# To be done
- 1) Decide whether each statement agrees with the patch message below, answering yes or no and quoting the words of the text that decide it. (a) The patch changes twelve files. (b) The reply was sent by Kirill A. Shutemov. (c) In arch/arm/mm/pgd.c, the call atomic_long_dec(&mm->nr_ptes) is replaced by mm_dec_nr_ptes(mm).
- 2) From the list of changed files in the patch message below, give every file whose path begins with "mm/".
- 3) According to the patch message below, what is the patch a preparation for?

# Extract to read
Re: [PATCH 1/2] mm: Introduce wrapper to access mm->nr_ptes

From: Mike Kravetz
Date: Wed Oct 04 2017 - 14:36:01 EST


On 10/04/2017 09:36 AM, Kirill A. Shutemov wrote:
> Let's add wrappers for ->nr_ptes with the same interface as for nr_pmd
> and nr_pud.
>
> It's preparation for consolidation of page-table counters in mm_struct.
>
> Signed-off-by: Kirill A. Shutemov <kirill.shutemov@xxxxxxxxxxxxxxx>
> ---
> arch/arm/mm/pgd.c | 2 +-
> arch/sparc/mm/hugetlbpage.c | 2 +-
> arch/unicore32/mm/pgd.c | 2 +-
> fs/proc/task_mmu.c | 2 +-
> include/linux/mm.h | 32 ++++++++++++++++++++++++++++++++
> include/linux/mm_types.h | 2 ++
> kernel/fork.c | 6 +++---
> mm/debug.c | 2 +-
> mm/huge_memory.c | 10 +++++-----
> mm/khugepaged.c | 2 +-
> mm/memory.c | 8 ++++----
> mm/oom_kill.c | 5 ++---
> 12 files changed, 54 insertions(+), 21 deletions(-)
>
> diff --git a/arch/arm/mm/pgd.c b/arch/arm/mm/pgd.c
> index c1c1a5c67da1..61e281cb29fb 100644
> --- a/arch/arm/mm/pgd.c
> +++ b/arch/arm/mm/pgd.c
> @@ -141,7 +141,7 @@ void pgd_free(struct mm_struct *mm, pgd_t *pgd_base)
> pte = pmd_pgtable(*pmd);
> pmd_clear(pmd);
> pte_free(mm, pte);
> - atomic_long_dec(&mm->nr_ptes);
> + mm_dec_nr_ptes(mm);
> no_pmd:
> pud_clear(pud);
> pmd_free(mm, pmd);
> diff --git a/arch/sparc/mm/hugetlbpage.c b/arch/sparc/mm/hugetlbpage.c
> index fd0d85808828..29fa5967b7d2 100644
> --- a/arch/sparc/mm/hugetlbpage.c
> +++ b/arch/sparc/mm/hugetlbpage.c
> @@ -396,7 +396,7 @@ static void hugetlb_free_pte_range(struct mmu_gather *tlb, pmd_t *pmd,
>
> pmd_clear(pmd);
> pte_free_tlb(tlb, token, addr);
> - atomic_long_dec(&tlb->mm->nr_ptes);
> + mm_dec_nr_ptes(tlb->mm);
> }
>
> static void hugetlb_free_pmd_range(struct mmu_gather *tlb, pud_t *pud,
> diff --git a/arch/unicore32/mm/pgd.c b/arch/unicore32/mm/pgd.c
> index c572a28c76c9..a830a300aaa1 100644
> --- a/arch/unicore32/mm/pgd.c
> +++ b/arch/unicore32/mm/pgd.c
> @@ -97,7 +97,7 @@ void free_pgd_slow(struct mm_struct *mm, pgd_t *pgd)

# Given information
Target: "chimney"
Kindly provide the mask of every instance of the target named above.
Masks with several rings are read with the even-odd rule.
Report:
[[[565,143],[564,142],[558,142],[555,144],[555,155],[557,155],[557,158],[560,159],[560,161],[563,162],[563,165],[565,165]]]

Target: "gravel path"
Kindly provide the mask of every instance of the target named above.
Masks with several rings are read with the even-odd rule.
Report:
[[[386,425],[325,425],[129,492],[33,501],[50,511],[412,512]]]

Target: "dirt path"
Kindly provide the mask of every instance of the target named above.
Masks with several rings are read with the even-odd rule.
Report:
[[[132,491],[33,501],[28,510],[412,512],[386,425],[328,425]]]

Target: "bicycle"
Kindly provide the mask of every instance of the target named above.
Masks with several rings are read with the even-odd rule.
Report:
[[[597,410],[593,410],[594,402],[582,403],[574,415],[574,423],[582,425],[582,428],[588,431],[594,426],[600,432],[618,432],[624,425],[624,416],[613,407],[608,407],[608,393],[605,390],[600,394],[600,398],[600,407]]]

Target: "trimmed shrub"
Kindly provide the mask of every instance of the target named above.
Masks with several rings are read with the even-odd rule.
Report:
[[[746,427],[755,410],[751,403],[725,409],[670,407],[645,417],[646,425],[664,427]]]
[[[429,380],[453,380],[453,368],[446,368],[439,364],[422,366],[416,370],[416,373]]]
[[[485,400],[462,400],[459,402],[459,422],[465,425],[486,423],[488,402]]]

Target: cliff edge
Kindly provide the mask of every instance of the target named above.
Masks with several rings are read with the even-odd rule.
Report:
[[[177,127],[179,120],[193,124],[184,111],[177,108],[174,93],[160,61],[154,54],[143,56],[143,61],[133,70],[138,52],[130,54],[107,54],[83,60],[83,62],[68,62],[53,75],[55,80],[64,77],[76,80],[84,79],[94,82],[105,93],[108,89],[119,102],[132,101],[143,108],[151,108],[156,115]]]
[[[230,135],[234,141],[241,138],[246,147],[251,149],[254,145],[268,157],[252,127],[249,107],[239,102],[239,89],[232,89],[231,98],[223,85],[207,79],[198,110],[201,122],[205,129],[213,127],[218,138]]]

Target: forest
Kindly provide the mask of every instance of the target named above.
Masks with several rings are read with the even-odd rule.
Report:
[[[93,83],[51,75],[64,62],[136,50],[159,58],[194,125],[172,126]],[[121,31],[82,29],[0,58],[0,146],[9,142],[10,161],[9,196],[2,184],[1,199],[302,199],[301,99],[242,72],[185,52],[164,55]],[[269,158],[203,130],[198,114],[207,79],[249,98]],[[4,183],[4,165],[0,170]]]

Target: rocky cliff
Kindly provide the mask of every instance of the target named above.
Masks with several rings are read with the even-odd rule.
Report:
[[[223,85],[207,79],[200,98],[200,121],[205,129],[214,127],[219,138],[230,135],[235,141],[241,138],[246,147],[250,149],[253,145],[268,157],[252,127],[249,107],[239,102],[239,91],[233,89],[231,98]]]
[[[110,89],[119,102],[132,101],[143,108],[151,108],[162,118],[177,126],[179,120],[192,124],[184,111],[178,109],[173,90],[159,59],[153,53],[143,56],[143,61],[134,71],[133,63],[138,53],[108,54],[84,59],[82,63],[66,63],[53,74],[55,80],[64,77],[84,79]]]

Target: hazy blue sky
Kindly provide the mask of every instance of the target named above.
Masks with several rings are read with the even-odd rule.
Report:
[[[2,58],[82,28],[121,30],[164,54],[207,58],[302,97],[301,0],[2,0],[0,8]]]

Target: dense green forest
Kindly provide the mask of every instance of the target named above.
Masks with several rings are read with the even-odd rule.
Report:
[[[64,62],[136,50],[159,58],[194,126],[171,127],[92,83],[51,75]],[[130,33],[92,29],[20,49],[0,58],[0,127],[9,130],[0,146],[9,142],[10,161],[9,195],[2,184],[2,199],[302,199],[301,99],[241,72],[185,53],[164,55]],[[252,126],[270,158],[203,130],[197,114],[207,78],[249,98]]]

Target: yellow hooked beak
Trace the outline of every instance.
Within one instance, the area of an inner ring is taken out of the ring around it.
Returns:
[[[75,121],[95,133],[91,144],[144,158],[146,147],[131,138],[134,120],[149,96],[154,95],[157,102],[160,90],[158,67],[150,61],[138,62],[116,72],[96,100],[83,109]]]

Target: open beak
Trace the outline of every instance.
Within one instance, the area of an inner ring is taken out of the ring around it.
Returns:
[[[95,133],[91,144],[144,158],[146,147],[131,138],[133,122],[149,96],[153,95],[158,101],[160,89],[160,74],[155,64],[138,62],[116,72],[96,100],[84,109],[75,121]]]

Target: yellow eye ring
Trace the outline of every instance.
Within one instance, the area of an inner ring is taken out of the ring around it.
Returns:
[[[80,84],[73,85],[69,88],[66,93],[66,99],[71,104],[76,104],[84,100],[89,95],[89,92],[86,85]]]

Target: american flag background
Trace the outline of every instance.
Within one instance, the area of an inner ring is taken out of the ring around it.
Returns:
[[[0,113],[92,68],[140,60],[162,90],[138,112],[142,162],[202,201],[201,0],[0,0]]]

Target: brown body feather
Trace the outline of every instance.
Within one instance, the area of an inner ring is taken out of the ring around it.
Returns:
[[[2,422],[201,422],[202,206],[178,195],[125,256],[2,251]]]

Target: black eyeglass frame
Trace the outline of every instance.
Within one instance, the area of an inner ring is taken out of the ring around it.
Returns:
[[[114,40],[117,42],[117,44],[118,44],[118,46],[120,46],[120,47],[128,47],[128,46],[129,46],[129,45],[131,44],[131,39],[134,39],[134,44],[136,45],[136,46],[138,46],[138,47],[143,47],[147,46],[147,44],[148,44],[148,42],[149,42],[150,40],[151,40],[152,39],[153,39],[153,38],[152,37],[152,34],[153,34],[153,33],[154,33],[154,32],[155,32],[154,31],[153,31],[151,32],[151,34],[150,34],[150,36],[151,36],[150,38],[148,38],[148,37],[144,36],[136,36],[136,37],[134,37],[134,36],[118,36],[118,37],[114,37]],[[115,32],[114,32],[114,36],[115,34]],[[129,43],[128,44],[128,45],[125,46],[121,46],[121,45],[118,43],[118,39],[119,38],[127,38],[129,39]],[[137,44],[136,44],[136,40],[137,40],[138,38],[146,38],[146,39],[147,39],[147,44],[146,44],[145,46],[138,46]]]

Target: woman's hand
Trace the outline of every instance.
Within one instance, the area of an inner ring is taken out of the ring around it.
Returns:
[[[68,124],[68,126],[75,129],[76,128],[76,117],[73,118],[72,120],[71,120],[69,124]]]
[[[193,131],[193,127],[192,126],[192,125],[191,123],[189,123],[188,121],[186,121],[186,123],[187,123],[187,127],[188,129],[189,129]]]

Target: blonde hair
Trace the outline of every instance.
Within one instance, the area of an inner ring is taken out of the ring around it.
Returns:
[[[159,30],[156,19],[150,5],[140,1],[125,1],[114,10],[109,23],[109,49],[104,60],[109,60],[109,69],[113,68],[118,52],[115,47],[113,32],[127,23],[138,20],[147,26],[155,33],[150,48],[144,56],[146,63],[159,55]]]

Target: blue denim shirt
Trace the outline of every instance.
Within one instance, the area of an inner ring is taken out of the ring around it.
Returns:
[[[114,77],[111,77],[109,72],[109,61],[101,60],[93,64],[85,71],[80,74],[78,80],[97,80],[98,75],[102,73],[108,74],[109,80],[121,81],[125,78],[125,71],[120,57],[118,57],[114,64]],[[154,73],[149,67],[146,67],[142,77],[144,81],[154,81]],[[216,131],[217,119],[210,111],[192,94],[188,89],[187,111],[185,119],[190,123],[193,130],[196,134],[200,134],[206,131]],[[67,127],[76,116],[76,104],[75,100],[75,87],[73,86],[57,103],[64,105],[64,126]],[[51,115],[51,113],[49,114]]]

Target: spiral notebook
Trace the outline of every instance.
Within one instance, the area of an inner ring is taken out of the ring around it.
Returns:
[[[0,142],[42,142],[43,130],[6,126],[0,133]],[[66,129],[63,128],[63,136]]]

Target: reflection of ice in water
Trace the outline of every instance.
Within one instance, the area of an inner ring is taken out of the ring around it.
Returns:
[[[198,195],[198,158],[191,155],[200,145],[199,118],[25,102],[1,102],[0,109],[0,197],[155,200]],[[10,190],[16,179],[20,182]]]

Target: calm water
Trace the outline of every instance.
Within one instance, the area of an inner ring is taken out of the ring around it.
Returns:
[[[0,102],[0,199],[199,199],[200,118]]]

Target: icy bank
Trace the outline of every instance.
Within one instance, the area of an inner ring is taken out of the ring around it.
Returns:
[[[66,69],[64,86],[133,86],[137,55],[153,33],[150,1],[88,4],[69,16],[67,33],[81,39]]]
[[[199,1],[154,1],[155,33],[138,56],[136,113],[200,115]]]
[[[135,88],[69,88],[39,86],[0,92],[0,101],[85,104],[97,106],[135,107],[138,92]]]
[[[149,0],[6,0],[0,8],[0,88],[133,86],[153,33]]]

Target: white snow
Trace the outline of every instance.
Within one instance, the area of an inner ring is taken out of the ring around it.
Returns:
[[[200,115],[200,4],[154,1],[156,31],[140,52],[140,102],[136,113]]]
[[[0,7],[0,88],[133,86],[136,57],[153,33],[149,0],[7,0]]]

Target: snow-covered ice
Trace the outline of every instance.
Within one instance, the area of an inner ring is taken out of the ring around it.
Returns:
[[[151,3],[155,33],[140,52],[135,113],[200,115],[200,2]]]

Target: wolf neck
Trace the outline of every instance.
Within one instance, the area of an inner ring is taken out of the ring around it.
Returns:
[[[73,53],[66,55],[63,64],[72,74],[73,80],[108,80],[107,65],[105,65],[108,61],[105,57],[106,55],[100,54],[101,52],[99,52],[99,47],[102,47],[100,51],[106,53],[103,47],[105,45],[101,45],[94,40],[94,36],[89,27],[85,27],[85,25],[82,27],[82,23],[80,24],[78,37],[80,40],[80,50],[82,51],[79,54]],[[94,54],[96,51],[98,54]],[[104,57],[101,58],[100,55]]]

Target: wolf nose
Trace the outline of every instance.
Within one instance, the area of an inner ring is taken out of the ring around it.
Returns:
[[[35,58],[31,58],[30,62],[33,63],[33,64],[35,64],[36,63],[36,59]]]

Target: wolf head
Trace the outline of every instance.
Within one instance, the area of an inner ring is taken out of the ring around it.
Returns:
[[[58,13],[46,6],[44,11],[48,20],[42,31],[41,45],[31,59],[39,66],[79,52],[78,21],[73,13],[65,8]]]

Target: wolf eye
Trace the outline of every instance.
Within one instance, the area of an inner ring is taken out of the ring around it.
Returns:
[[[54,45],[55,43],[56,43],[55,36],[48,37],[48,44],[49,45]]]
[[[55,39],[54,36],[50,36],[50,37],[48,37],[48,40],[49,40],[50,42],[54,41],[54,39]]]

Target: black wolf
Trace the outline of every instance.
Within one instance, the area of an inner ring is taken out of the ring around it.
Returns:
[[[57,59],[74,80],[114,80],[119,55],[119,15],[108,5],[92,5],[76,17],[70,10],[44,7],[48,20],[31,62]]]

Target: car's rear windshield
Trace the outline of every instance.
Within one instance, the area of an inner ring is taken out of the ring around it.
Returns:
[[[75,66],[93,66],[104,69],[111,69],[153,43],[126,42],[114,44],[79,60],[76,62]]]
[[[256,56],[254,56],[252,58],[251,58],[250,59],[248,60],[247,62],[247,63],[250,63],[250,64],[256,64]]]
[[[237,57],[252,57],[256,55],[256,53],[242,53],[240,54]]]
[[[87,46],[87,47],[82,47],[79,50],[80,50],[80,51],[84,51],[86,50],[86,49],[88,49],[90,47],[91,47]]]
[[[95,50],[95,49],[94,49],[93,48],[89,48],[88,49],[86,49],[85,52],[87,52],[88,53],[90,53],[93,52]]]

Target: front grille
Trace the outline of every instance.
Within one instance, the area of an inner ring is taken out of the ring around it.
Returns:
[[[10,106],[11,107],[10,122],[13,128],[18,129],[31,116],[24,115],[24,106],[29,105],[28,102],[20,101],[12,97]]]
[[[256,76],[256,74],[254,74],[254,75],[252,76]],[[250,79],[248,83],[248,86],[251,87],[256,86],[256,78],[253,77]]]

# Task-by-task solutions
- 1)
(a) Yes: "12 files changed, 54 insertions(+), 21 deletions(-)".
(b) No: "From: Mike Kravetz".
(c) Yes: "- atomic_long_dec(&mm->nr_ptes);" is followed by "+ mm_dec_nr_ptes(mm);".

- 2) mm/debug.c, mm/huge_memory.c, mm/khugepaged.c, mm/memory.c, mm/oom_kill.c

- 3) It prepares for the consolidation of page-table counters in mm_struct.